#### [Provided passage]
★ ★ ★ ★

# thoughts on Tang Soo Do as taught by Hwang  with a minor in Wing Chun as taught by Yip Man



## Gabriel Binette (Mar 11, 2011)

thoughts on Tang Soo Do as taught by Hwang kee bing mixed in with a minor in Wing Chun as taught by Yip Man

i have a strange series of events to lead me to wing chun today.

i am 5 years TSD and was recently looking at some soft styles.
Wing chun is so different, but the harmony of 2 would be interesting.

i have access to the roots of the traditions so im sure there pretty good sources of instruction.

has anyone seen anyone cross the 2 styles? id like to see what it could look like.


----------



## mook jong man (Mar 11, 2011)

Won't work , you have a side on stance in Tang Soo Do don't you ?
Wing Chun is based on the premise of a square on stance , where we have equal opportunity to use either hand or either leg equally.

The square on stance typically sunk down and pidgeon toed , coupled with the guard forms a wedge shape that not only attacks the centreline of the opponent but also attacks their balance.

This type of pressure in manipulating the opponents balance could not be exerted in quite the same way from a side on stance.

You might be able to use your long range kicks to bridge the gap , but then once arm contact is made you would have to square up , I can't really see it being compatible.
Plus the fact its already been done before with Jeet Kune Do.


----------



## Gabriel Binette (Mar 14, 2011)

so if it wont work then why did you bring up jeet kun do?

what ive experienced so far (witch is very little, humbly) in ving chun, is that it creates patterns when one  is offered a limb from an opponent, i see many choices offered in the soft style that allows you to select more appropriate responses to an opponents attack.

★ ★ ★ ★

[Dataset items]
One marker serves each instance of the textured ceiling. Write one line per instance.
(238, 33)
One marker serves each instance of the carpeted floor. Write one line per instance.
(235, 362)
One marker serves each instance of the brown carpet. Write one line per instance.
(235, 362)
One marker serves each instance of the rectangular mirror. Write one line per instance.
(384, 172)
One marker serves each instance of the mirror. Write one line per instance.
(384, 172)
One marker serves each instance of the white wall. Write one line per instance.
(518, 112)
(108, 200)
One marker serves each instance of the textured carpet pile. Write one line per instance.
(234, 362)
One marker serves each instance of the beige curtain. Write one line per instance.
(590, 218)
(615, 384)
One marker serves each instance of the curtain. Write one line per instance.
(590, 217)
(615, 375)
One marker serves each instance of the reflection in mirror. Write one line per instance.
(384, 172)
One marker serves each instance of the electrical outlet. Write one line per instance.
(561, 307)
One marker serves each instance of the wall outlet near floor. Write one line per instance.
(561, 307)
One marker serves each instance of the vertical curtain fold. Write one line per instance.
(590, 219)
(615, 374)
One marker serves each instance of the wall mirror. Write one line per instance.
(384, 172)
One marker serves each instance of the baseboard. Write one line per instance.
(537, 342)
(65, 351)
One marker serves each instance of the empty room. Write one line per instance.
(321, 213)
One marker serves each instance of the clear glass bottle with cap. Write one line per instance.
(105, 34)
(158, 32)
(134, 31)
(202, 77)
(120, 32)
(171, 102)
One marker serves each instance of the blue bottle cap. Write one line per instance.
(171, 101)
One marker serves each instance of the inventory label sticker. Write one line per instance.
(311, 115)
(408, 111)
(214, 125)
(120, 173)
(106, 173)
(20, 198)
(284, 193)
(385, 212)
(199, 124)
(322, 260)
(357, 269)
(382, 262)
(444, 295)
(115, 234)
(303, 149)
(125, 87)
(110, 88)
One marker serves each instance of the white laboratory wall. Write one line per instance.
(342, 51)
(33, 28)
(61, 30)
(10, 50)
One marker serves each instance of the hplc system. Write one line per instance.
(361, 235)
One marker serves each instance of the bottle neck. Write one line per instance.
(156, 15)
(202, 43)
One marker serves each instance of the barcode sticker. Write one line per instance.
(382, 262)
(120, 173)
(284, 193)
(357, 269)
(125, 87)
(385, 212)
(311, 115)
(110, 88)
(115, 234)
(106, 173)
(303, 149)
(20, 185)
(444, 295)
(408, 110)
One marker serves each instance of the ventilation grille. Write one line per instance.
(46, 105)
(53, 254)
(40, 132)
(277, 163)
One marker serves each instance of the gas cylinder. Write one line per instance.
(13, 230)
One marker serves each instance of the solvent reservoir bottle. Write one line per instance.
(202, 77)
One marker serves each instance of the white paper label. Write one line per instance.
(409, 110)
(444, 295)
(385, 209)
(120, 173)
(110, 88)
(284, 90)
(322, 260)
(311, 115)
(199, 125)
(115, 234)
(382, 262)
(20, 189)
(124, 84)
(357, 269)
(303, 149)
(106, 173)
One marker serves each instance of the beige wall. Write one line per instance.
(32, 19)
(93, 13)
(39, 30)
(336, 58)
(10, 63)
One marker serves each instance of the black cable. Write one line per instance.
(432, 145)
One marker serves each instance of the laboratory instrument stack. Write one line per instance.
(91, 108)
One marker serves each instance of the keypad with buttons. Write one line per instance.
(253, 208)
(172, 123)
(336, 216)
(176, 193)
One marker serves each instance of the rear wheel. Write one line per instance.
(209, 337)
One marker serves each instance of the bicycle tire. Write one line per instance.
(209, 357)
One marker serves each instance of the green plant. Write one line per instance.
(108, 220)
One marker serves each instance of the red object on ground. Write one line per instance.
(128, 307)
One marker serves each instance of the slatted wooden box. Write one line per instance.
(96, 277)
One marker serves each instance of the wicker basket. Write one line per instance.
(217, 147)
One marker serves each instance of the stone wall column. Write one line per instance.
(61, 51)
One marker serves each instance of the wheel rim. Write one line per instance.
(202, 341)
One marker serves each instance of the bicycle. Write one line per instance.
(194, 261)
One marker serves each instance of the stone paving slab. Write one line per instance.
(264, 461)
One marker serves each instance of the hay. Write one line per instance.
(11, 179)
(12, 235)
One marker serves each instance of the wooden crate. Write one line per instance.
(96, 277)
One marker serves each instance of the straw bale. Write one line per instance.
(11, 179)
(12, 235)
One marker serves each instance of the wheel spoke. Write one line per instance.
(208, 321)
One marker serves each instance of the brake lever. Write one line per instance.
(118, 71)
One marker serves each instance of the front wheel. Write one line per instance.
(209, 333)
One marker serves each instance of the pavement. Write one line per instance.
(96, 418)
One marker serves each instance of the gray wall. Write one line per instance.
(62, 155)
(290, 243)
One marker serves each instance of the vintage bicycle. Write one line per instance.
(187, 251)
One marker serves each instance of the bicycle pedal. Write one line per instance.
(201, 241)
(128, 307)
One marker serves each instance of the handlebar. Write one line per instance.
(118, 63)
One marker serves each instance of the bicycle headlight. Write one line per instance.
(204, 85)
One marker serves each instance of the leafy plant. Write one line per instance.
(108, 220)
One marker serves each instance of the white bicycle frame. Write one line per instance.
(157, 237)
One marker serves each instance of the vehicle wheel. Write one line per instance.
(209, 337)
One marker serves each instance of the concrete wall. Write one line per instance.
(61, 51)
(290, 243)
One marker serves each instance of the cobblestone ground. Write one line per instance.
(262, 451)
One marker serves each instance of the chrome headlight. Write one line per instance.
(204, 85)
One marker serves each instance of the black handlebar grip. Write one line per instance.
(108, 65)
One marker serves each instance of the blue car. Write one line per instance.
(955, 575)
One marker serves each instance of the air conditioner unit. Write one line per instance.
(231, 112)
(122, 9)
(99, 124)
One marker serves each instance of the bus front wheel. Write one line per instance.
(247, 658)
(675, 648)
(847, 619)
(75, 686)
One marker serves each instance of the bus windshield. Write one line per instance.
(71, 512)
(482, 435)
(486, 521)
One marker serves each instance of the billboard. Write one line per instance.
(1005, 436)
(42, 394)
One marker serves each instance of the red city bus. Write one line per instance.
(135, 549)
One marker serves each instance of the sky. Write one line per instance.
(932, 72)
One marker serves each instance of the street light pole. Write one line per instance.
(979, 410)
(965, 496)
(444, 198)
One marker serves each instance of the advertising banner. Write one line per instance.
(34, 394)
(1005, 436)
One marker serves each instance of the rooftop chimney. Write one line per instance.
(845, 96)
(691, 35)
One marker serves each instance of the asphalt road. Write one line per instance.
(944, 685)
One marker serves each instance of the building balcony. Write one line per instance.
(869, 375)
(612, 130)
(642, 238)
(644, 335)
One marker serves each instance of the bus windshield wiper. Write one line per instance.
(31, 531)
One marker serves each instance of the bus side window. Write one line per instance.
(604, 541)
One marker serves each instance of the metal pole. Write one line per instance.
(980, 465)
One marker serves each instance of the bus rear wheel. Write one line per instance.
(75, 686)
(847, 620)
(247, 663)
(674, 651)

★ ★ ★ ★

#### [Request]
Pick up the forum thread on combining Tang Soo Do with Wing Chun after its last sentence and carry it on.

#### [The result]
wether i decide to stand side on in a sparring match which i will, i can learn how to counter jam up and combo the opponent in a much more appropriate fashion.

i see it being quite a useful art tactically.
seeing as how hard styles are ment to hit hard, thus expending much more energy in the process especially for a humble novice of a hard art like myself.

i see the energy conservation due to fewer hard guesses at defense or heavy attacks to be an improvement in the economy of the sparring side of a hard art.

hard arts are generally meant to break limbs and break through defenses.
i see such poor conservation of energy in my sparing i feel that to add a little yin to my yang would help harmonize the overall energy expenditure for point sparring.


so yes you have a valid point, the 2 arts are so fundamentally different they would not mix in the sense that you had imagined, but to be clear i dont mean to mix them outwardly.

i mean to keep both arts fundamentally separate.
yet draw from one or the other more when appropriate.


hows that? is that more clear?


----------



## mook jong man (Mar 14, 2011)

I mentioned Jeet Kune Do because I don't believe they make it work either.
The mechanics of Wing Chun is meant to work for Wing Chun.

If you wish to apply Wing Chun properly it is based on the correct stance , the proper generation of power comes from the stance , the ability to redirect incoming force comes from the stance , the deflections and trapping are designed for the stance.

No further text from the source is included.